### WHAT IS EXPECTED
Lines that contain "Target" are to be copied from the material, every one of them.

### ENTRIES PROVIDED
......

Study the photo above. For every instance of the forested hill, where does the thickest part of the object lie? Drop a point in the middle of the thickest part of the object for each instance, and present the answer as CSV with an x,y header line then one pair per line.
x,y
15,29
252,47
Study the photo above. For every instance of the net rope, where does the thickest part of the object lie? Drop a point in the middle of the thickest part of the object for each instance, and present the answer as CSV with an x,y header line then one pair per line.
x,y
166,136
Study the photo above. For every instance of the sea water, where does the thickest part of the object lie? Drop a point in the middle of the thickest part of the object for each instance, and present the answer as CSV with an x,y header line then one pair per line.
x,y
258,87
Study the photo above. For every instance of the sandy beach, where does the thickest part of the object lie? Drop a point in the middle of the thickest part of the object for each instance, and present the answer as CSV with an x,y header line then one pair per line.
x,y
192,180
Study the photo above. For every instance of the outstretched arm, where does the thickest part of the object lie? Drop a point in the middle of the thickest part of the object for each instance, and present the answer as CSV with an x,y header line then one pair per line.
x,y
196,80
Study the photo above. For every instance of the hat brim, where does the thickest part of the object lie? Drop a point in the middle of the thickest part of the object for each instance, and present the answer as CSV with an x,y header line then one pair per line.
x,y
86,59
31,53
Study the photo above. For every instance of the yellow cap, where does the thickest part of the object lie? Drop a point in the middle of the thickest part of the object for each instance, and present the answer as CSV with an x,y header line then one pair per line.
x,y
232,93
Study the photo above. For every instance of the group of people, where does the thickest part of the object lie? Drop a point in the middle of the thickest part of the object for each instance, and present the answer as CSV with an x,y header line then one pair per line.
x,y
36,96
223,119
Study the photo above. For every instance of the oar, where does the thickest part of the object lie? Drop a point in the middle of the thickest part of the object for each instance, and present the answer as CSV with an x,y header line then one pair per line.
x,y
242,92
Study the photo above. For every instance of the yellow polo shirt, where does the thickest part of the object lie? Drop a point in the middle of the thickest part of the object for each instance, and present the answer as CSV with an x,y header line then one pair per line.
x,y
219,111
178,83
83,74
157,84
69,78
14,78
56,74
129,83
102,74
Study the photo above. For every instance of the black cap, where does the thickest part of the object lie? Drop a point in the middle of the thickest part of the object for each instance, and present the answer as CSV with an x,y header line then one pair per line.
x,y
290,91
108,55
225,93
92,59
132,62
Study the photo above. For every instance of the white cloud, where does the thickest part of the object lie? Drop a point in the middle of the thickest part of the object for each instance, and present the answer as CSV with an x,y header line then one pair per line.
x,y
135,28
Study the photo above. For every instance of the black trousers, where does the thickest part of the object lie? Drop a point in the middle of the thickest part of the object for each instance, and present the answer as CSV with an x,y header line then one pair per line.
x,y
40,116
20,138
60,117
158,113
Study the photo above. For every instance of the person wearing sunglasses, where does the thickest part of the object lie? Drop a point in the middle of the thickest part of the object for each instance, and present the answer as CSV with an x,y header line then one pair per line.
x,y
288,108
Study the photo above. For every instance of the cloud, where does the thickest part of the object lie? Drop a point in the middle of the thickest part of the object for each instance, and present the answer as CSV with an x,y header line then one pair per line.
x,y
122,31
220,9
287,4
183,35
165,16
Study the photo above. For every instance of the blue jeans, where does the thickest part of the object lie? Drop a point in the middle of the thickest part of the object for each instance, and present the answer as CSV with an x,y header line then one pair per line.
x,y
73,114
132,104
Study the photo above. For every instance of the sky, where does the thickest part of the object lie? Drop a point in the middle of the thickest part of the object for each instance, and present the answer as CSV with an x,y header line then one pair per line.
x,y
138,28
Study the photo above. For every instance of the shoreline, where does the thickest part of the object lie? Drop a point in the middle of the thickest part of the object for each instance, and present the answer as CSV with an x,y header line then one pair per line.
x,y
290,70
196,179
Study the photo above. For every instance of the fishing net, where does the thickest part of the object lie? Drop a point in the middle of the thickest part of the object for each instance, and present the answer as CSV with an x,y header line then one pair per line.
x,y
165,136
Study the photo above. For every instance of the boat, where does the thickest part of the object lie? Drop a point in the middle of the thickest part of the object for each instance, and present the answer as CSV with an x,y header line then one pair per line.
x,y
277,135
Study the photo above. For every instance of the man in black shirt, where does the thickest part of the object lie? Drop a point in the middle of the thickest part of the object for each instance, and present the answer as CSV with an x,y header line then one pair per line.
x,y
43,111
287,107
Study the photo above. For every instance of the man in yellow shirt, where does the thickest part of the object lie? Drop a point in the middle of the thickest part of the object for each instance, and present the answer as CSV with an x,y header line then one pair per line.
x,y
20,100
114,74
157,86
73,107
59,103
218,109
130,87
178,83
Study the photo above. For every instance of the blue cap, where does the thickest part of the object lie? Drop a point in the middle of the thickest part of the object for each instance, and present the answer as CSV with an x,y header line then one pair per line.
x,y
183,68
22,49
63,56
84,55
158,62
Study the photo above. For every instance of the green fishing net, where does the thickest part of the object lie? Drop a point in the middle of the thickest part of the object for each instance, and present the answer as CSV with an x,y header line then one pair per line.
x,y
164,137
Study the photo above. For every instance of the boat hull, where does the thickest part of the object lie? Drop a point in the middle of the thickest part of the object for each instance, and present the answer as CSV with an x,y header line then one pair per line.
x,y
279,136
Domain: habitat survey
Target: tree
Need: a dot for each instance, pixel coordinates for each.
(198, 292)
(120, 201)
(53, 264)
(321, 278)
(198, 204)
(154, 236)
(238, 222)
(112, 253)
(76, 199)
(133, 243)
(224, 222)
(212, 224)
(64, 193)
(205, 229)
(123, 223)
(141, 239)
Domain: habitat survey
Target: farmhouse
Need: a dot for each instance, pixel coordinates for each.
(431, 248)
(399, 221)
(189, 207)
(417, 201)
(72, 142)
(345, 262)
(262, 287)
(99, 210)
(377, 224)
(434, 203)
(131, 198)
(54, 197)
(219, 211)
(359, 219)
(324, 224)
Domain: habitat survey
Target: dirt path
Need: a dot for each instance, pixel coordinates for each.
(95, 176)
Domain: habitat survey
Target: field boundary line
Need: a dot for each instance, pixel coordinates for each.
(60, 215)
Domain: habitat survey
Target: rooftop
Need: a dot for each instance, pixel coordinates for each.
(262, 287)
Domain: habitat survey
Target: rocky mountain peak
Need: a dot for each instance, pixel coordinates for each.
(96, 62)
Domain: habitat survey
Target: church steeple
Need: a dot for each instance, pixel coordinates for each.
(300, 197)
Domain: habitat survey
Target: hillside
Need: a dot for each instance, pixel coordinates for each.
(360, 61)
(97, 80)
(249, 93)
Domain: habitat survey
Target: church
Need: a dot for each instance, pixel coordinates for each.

......

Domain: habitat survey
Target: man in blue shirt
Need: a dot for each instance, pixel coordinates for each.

......

### ANSWER TO THE EXERCISE
Target: tree
Target: farmhouse
Target: dirt path
Target: field boundary line
Target: rooftop
Target: rocky mountain peak
Target: church steeple
Target: hillside
Target: church
Target: man in blue shirt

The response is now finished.